[Records for this task]:
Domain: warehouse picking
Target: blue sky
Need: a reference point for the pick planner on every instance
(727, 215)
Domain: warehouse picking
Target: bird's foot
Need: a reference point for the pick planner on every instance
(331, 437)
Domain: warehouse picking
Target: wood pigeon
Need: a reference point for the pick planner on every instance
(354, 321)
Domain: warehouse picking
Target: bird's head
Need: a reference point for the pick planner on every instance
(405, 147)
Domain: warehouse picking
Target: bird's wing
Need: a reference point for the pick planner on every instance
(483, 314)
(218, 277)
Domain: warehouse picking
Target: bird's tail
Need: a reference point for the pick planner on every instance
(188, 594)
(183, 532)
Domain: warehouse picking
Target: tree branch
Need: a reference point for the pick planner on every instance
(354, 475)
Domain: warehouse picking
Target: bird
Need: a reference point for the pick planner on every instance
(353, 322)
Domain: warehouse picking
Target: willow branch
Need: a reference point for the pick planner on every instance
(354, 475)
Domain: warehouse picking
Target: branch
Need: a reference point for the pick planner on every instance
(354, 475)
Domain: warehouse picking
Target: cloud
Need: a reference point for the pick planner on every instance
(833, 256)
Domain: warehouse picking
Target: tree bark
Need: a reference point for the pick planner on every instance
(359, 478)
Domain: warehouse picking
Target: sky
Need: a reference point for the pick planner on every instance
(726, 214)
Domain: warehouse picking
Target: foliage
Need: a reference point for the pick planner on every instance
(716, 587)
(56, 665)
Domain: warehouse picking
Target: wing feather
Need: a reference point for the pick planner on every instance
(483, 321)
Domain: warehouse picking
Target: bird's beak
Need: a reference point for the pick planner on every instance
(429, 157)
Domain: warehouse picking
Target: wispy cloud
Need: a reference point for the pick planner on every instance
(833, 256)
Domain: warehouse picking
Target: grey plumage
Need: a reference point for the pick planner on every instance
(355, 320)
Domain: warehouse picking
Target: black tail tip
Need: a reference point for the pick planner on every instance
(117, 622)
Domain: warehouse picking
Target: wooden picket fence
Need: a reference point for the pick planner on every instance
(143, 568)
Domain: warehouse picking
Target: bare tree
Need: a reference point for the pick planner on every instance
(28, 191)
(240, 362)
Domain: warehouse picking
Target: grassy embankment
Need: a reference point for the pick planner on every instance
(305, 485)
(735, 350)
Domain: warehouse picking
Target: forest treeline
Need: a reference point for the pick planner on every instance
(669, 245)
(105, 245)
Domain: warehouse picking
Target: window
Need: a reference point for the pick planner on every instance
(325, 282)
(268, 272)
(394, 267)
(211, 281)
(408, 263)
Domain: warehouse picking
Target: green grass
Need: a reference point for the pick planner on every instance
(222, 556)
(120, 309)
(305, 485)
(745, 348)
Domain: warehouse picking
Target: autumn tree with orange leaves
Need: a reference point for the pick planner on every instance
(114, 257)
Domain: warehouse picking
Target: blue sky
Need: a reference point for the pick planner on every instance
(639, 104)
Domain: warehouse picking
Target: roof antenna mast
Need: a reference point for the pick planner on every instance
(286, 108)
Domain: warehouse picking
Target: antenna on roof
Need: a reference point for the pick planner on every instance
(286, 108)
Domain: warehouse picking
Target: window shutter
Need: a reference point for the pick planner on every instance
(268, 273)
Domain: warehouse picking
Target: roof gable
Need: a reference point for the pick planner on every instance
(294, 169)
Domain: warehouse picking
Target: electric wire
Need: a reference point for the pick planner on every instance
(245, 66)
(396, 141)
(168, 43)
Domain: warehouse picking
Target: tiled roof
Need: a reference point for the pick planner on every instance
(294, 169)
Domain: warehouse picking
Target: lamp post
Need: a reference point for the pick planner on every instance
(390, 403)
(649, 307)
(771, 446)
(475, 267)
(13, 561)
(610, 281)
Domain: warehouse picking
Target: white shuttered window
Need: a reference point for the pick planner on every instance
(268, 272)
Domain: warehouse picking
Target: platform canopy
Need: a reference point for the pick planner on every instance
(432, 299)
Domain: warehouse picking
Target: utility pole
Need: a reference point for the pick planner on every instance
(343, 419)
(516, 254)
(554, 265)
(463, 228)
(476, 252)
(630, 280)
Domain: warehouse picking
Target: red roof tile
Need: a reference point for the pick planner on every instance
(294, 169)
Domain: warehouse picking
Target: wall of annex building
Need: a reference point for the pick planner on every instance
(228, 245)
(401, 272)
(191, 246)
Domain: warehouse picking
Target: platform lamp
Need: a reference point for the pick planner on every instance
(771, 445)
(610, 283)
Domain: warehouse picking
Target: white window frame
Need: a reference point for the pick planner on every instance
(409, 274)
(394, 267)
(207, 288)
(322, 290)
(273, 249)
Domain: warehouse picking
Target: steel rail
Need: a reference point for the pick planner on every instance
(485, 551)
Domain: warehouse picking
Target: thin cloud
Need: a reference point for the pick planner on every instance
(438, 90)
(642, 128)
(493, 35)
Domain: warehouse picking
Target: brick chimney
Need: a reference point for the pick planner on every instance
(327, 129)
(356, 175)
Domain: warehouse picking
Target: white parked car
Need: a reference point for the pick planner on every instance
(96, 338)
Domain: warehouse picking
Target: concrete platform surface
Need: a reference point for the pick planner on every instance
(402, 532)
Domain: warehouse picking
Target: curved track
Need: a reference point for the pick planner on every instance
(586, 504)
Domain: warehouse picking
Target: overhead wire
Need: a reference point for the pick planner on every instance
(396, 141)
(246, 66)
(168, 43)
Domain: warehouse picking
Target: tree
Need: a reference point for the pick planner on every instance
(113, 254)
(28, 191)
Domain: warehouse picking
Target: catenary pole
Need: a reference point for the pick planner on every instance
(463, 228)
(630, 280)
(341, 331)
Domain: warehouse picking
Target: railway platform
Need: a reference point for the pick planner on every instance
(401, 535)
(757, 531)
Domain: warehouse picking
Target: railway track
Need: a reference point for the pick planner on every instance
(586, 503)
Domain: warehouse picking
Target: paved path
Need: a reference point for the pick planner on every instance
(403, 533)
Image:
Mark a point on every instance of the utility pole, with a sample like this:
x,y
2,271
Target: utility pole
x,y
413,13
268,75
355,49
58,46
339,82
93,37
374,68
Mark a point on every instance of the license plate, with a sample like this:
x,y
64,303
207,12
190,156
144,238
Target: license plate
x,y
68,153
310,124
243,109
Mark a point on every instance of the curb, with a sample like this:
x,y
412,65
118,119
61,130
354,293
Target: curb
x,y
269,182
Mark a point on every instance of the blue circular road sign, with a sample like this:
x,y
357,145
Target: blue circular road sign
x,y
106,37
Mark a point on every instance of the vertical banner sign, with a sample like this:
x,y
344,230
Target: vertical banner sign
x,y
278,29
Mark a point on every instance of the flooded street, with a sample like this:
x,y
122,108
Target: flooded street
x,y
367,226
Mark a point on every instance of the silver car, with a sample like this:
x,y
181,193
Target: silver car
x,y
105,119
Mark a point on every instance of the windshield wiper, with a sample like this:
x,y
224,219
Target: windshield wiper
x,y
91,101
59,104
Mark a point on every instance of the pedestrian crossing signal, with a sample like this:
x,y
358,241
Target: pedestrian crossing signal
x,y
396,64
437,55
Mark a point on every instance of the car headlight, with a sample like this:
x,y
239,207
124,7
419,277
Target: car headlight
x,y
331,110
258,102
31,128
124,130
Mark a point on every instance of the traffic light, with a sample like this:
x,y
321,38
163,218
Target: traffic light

[Set exercise]: Print every record exactly as it was given.

[Task response]:
Domain: warehouse picking
Target: blue sky
Need: a reference point for the pick planner on every instance
(727, 215)
Domain: warehouse picking
Target: bird's foot
Need: a reference point for the pick planner on every instance
(331, 437)
Domain: warehouse picking
Target: wood pigeon
Need: a reference point for the pick planner on every instance
(354, 321)
Domain: warehouse picking
Target: bird's head
Need: a reference point for the pick planner on every instance
(405, 147)
Domain: warehouse picking
Target: bird's wing
Need: a reference point for the pick planner on every instance
(483, 314)
(218, 277)
Domain: warehouse picking
Target: bird's tail
Need: a reference point for the pick planner on every instance
(188, 594)
(183, 532)
Domain: warehouse picking
Target: tree branch
Need: a reference point for the pick planner on every instance
(354, 475)
Domain: warehouse picking
Target: bird
Need: a reference point for the pick planner on every instance
(353, 322)
Domain: warehouse picking
Target: willow branch
Need: a reference point for the pick planner on every instance
(354, 475)
Domain: warehouse picking
Target: branch
Need: a reference point for the pick planner on every instance
(354, 475)
Domain: warehouse picking
Target: cloud
Need: a reference point for the pick planner on every instance
(833, 256)
Domain: warehouse picking
Target: tree bark
Need: a reference point for the pick planner on every instance
(359, 478)
Domain: warehouse picking
Target: sky
Need: a reference point for the pick planner on every instance
(726, 214)
Domain: warehouse picking
Target: foliage
Need: a reference point for the pick planner on every instance
(716, 587)
(56, 665)
Domain: warehouse picking
Target: wing feather
Need: a reference point for the pick planner on every instance
(483, 321)
Domain: warehouse picking
Target: bird's beak
Need: a reference point for the pick planner on every instance
(429, 157)
Domain: warehouse picking
Target: wispy cloud
Need: a reference point for the pick planner on every instance
(833, 256)
Domain: warehouse picking
Target: grey plumage
Need: a reference point for the pick planner on every instance
(355, 320)
Domain: warehouse picking
Target: black tail tip
Need: a reference point for the pick planner on every instance
(117, 622)
Domain: warehouse picking
Target: wooden picket fence
Need: a reference point for the pick planner on every instance
(143, 568)
Domain: warehouse picking
Target: bare tree
Need: a reference point for the pick planner on every instance
(28, 191)
(240, 362)
Domain: warehouse picking
Target: grassy embankment
Need: a reference point for the pick planner on every instance
(305, 485)
(735, 350)
Domain: warehouse picking
Target: forest treeline
Need: a reference point for the pick planner on every instance
(669, 245)
(105, 245)
Domain: warehouse picking
Target: window
Need: a reference point for the pick planner on every instance
(325, 282)
(268, 272)
(394, 267)
(211, 281)
(408, 263)
Domain: warehouse picking
Target: green grass
Need: a reference point for the pick planner on every instance
(222, 556)
(120, 309)
(305, 485)
(745, 348)
Domain: warehouse picking
Target: autumn tree with orange leaves
Need: a reference point for the pick planner on every instance
(114, 257)
Domain: warehouse picking
Target: blue sky
Need: a reference point for the pick planner on every instance
(639, 104)
Domain: warehouse picking
Target: roof antenna mast
Need: a reference point for the pick planner on every instance
(286, 108)
Domain: warehouse picking
Target: antenna on roof
Need: a reference point for the pick planner on every instance
(286, 108)
Domain: warehouse picking
Target: window shutter
Need: a reference point for the pick planner on every instance
(268, 273)
Domain: warehouse picking
Target: roof gable
Need: a reference point for the pick planner on every instance
(294, 169)
Domain: warehouse picking
Target: electric wire
Need: a reference point for the pick planner on every instance
(245, 66)
(396, 141)
(168, 43)
Domain: warehouse picking
Target: tiled roof
Need: a reference point for the pick planner on every instance
(294, 169)
Domain: warehouse picking
Target: lamp post
Need: a reference point for the pick planner on every instance
(390, 403)
(649, 307)
(771, 446)
(475, 267)
(13, 561)
(610, 281)
Domain: warehouse picking
Target: white shuttered window
Need: a reference point for the pick planner on every instance
(268, 272)
Domain: warehouse picking
Target: platform canopy
Need: a reference point for the pick planner on every instance
(432, 299)
Domain: warehouse picking
Target: utility pole
Need: a reference point for the pick planner on every instance
(343, 419)
(516, 254)
(554, 265)
(463, 228)
(476, 252)
(630, 280)
Domain: warehouse picking
Target: red roof tile
Need: a reference point for the pick planner on every instance
(294, 169)
Domain: warehouse picking
Target: wall of annex building
Need: a reference point for the pick planner on every instance
(228, 245)
(401, 272)
(191, 246)
Domain: warehouse picking
Target: platform lamp
Need: a reference point for the pick planner on every instance
(771, 445)
(610, 283)
Domain: warehouse picking
Target: white window frame
Need: a reference point for the pick planner on every instance
(409, 274)
(394, 267)
(207, 288)
(322, 290)
(273, 249)
Domain: warehouse picking
Target: steel rail
Need: a reference point for the pick planner on every instance
(485, 551)
Domain: warehouse picking
Target: thin cloud
Need: a reference point for the pick planner on every instance
(438, 90)
(642, 128)
(493, 35)
Domain: warehouse picking
Target: brick chimney
Need: a reference point for the pick planner on every instance
(327, 129)
(356, 175)
Domain: warehouse picking
Target: white parked car
Need: a reference point for the pick planner on every instance
(96, 338)
Domain: warehouse picking
Target: concrete platform surface
Need: a reference point for the pick planner on every instance
(402, 532)
Domain: warehouse picking
Target: curved track
Need: a reference point for the pick planner on every instance
(586, 504)
Domain: warehouse picking
Target: overhead wire
Need: a reference point for the pick planner on every instance
(396, 141)
(246, 66)
(168, 43)
Domain: warehouse picking
Target: tree
Need: a reference point for the pick planner on every instance
(113, 254)
(28, 191)
Domain: warehouse picking
Target: catenary pole
Need: a reference point for the pick planner on every instance
(463, 228)
(630, 280)
(341, 331)
Domain: warehouse picking
Target: railway platform
Need: a reference point for the pick planner on every instance
(401, 535)
(757, 531)
Domain: warehouse picking
Target: railway track
Need: a reference point for the pick planner on every instance
(586, 503)
Domain: warehouse picking
Target: paved path
Need: a reference point for the pick planner on every instance
(403, 533)
Image:
Mark a point on every instance of the utility pole, with a sample like this:
x,y
2,271
Target: utility pole
x,y
413,13
268,75
355,49
58,46
339,82
93,37
374,68
Mark a point on every instance of the license plate, with a sample like this:
x,y
64,303
207,12
190,156
144,238
Target: license plate
x,y
68,153
310,124
243,109
Mark a point on every instance of the curb, with a sample like this:
x,y
412,65
118,119
61,130
354,293
Target: curb
x,y
269,182
Mark a point on every instance of the blue circular road sign, with a sample like this:
x,y
357,145
Target: blue circular road sign
x,y
106,37
Mark a point on every instance of the vertical banner sign, with a sample like this:
x,y
344,230
Target: vertical banner sign
x,y
278,29
Mark a point on every instance of the flooded street, with a sample like this:
x,y
122,108
Target: flooded street
x,y
367,226
Mark a point on every instance of the silver car, with a sample like this:
x,y
181,193
Target: silver car
x,y
105,119
Mark a point on every instance of the windshield wiper, with a sample like this:
x,y
224,219
Target: windshield wiper
x,y
91,101
59,104
Mark a point on every instance of the pedestrian crossing signal, with a sample like this:
x,y
358,241
Target: pedestrian crossing signal
x,y
396,64
437,55
Mark a point on every instance of the car headlight, with a sample like this:
x,y
239,207
124,7
419,277
Target: car headlight
x,y
331,110
258,102
31,128
124,130
Mark a point on every instance of the traffic light, with a sample like this:
x,y
321,38
163,218
Target: traffic light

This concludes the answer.